> TEXTO PROPORCIONADO:
....
Pedro
Perales Larios
⏩ Como el empedernido fumador que lleva dos
o tres meses sin fumar con el propósito de no volver a hacerlo y huele un
estanco antes de divisarlo, así me sucedía a mí con un olor característico que
guardo impreso en la memoria del olfato desde mi infancia. Un olor que no puedo
describir con exactitud, un olor inolvidable, un olor que vuelve a mi memoria
siempre que paso caminando por la "Calle de la Verónica" y que viene
acompañado por evocaciones que me trasladan a los años de mi infancia y adolescencia.
Es un olor que desapareció y que no se ha vuelto a sentir en ese mismo lugar.
Taller de talabartería (Pedro Perales Larios) |
Es el olor que emanaba de los dos talleres
de talabartería que funcionaron hasta la década de los sesenta del siglo pasado
en la citada calle, en la misma acera y a escasos 25 ó 30 metros uno del otro.
Al pasar junto a ellos podía sentirse el olor que desprendía el cuero, los
materiales, pegamentos y otros productos necesarios para la elaboración,
completamente artesanal, de los objetos que allí se confeccionaban, todos
relacionados con los aparejos usados por las caballerías, casi exclusivamente
burros y mulas, en las faenas agrícolas u otras normalmente derivadas de ellas.
Si echamos la vista atrás, entenderemos la importancia que debió tener desde el mundo antiguo el talabartero, artesano cuya misión era fabricar y reparar todo lo que tuviera que ver con los aperos para las caballerías
¿Quién que no haya conocido estos talleres
o no haya estado relacionado con las faenas agrícolas que precisaban la
concurrencia de burros o mulas conoce el significado y la función de objetos
como collera, collerón, albarda, ataharre, cabezal, mosquero, anteojeras,
cincha, madroño, mantellina, orejeras, ramaleras, retranca, sobrecincha...?
Probablemente casi nadie de las generaciones nacidas a partir de los citados
años sesenta sepa que todos pertenecen a los aparejos de las caballerías y que
eran fabricados por unos artesanos pertenecientes al gremio de la talabartería,
también conocida como guarnicionería, arte u oficio –aún existente en lugares y
países en los que las caballerías continúan jugando un papel importante– ya
desaparecido en nuestro entorno, como tantos otros oficios y profesiones que
han sucumbido al imparable empuje de una modernización en la que la fuerza de
tracción de sangre no puede competir con la mecánica. Pero por poco esfuerzo
que hagamos si echamos la vista atrás, entenderemos la importancia que debió
tener desde el mundo antiguo el talabartero, artesano cuya misión era fabricar
y reparar todo lo que tuviera que ver con los aperos para las caballerías,
tanto para su trabajo diario como para la monta en cualquier variedad.
....
> DATOS LISTADOS:

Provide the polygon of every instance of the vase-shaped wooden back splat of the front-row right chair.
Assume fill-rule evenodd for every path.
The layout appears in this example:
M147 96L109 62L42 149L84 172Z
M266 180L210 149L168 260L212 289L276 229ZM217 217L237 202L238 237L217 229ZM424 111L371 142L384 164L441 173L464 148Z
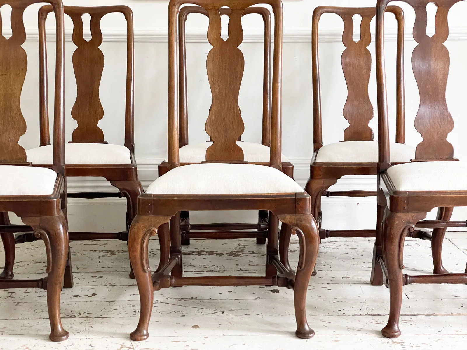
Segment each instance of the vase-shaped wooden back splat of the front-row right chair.
M417 145L415 158L451 159L454 157L454 148L446 139L454 128L454 121L446 104L450 58L444 42L449 35L447 14L458 0L438 1L436 33L432 37L426 34L426 5L431 1L407 2L415 10L413 38L418 45L412 53L412 70L420 94L415 129L423 138Z

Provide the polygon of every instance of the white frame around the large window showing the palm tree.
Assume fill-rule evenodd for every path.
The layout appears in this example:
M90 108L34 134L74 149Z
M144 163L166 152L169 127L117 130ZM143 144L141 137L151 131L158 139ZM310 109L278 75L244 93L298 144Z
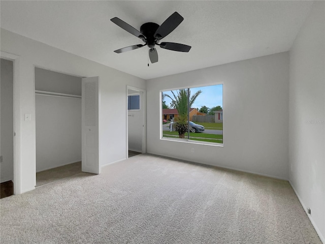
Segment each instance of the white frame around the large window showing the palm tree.
M209 146L217 146L217 147L223 147L224 146L224 119L222 119L222 143L217 142L208 142L208 141L196 141L191 140L188 138L170 138L170 137L164 137L163 134L163 93L164 92L170 92L171 90L179 90L179 89L187 89L187 88L199 88L199 87L205 87L205 86L212 86L212 85L222 85L222 117L224 118L224 83L223 82L213 82L208 84L200 84L200 85L190 85L190 86L183 86L183 87L177 87L177 88L169 88L169 89L161 89L159 90L159 118L160 118L160 140L164 141L174 141L174 142L183 142L183 143L190 143L190 144L200 144L200 145L209 145Z

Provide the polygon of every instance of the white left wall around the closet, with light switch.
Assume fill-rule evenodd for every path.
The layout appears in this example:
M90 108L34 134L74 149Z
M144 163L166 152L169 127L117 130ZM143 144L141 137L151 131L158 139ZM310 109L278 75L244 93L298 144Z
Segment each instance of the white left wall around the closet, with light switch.
M18 135L21 139L21 192L32 190L36 185L34 66L83 77L100 76L101 165L126 158L126 85L145 89L145 80L5 29L1 29L1 51L20 56L17 79L20 81L21 114L17 119L21 121ZM30 121L22 119L25 113L31 114Z

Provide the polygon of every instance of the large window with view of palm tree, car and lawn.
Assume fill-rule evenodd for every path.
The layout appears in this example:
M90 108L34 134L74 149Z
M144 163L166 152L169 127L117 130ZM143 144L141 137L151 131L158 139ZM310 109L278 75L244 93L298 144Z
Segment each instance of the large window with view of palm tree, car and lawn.
M222 86L162 91L163 138L223 144Z

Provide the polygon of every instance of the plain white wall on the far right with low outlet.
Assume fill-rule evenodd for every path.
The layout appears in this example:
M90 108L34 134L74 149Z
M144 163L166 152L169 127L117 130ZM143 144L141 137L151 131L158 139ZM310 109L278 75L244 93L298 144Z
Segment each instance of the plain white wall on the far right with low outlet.
M290 50L289 178L325 243L324 2L314 3Z

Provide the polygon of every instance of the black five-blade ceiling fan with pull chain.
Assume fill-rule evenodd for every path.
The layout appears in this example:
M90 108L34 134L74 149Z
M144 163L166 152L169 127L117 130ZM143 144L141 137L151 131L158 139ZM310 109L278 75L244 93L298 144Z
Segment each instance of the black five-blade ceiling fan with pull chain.
M191 49L191 46L187 46L180 43L174 42L160 42L161 39L169 35L174 29L184 20L184 18L177 12L173 13L169 16L164 23L160 26L156 23L148 22L144 23L140 27L140 32L129 25L128 23L124 22L123 20L114 17L111 21L118 26L120 26L125 31L131 33L132 35L140 38L145 44L138 44L128 47L123 47L120 49L115 50L116 53L122 53L126 51L131 51L137 48L141 48L144 46L148 46L149 48L149 58L151 63L158 62L158 53L155 48L155 45L160 46L161 48L178 51L178 52L188 52ZM149 66L149 64L148 64Z

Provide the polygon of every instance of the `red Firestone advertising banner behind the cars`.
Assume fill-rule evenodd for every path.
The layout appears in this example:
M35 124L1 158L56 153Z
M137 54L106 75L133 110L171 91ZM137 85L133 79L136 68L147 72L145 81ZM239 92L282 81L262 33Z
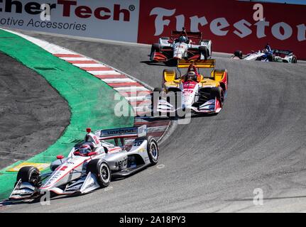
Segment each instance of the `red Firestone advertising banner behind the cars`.
M273 49L292 50L297 59L306 59L306 6L260 5L234 0L141 0L138 43L158 43L159 37L185 26L212 40L213 51L248 53L269 43Z

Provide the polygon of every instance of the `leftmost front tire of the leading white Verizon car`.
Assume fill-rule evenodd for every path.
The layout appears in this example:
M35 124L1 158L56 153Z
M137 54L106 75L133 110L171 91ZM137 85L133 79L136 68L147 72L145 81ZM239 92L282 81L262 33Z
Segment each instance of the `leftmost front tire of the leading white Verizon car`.
M38 187L40 184L40 171L38 170L38 168L33 166L22 167L18 171L15 186L18 183L19 179L21 179L21 182L31 183L35 187Z

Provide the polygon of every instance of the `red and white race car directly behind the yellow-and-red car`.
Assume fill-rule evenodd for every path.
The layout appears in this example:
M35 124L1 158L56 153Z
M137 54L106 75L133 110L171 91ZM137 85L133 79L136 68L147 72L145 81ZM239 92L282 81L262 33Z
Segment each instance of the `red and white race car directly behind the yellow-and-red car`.
M151 48L151 62L206 60L212 55L212 40L202 40L202 33L172 31L170 38L159 38Z

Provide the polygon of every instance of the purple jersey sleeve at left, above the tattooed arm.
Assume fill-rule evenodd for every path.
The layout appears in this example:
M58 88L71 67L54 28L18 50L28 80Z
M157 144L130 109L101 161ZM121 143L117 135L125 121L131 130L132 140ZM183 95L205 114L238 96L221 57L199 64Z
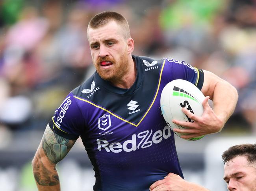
....
> PREGUNTAS DE ESTUDIO:
• 1. Reproduce palabra por palabra el pasaje del texto sobre los talleres de talabartería que va desde "Taller de talabartería" hasta "derivadas de ellas.".
• 2. ¿Cómo prolongarías el texto sobre los talleres de talabartería a partir de su última oración?
Los datos son un material aparte, sin relación con el texto.

> RESULTADOS DEL EJERCICIO:
• 1.
Taller de talabartería (Pedro Perales Larios) |
Es el olor que emanaba de los dos talleres
de talabartería que funcionaron hasta la década de los sesenta del siglo pasado
en la citada calle, en la misma acera y a escasos 25 ó 30 metros uno del otro.
Al pasar junto a ellos podía sentirse el olor que desprendía el cuero, los
materiales, pegamentos y otros productos necesarios para la elaboración,
completamente artesanal, de los objetos que allí se confeccionaban, todos
relacionados con los aparejos usados por las caballerías, casi exclusivamente
burros y mulas, en las faenas agrícolas u otras normalmente derivadas de ellas.

• 2.
Yo conocí a los dos últimos talabarteros
que ejercieron como tales en Cuevas, a los que graciosamente se les denominaba
–según me recuerda mi amigo Fermín, hijo de uno de ellos– como «sastres de
burros», a lo que yo le respondo también en tono jocoso y como hijo igualmente
de sastre, en mi caso de hombres, «o sea, que nuestros padres eran colegas en
aquellos tiempos en los que los burros se vestían a medida».
Estos dos artesanos –Felipe Huertas Jerez
y Atanasio Parra Díaz– vivían y tenían sus talleres en la "Calle de la
Verónica", con los patios colindantes, según cuenta Atanasio hijo, quien
afirma que su padre y Felipe «por aquello de la rivalidad profesional, no se
llevaban muy bien», como suele suceder entre profesionales del mismo oficio,
pero esto no sucedía con los hijos (ocho varones, cinco de Felipe, y tres de
Atanasio), de manera que él mismo y el penúltimo de los Huertas, ambos de la
misma edad y homónimos de sus respectivos padres, compartían juegos saltando la
tapia divisoria de los patios.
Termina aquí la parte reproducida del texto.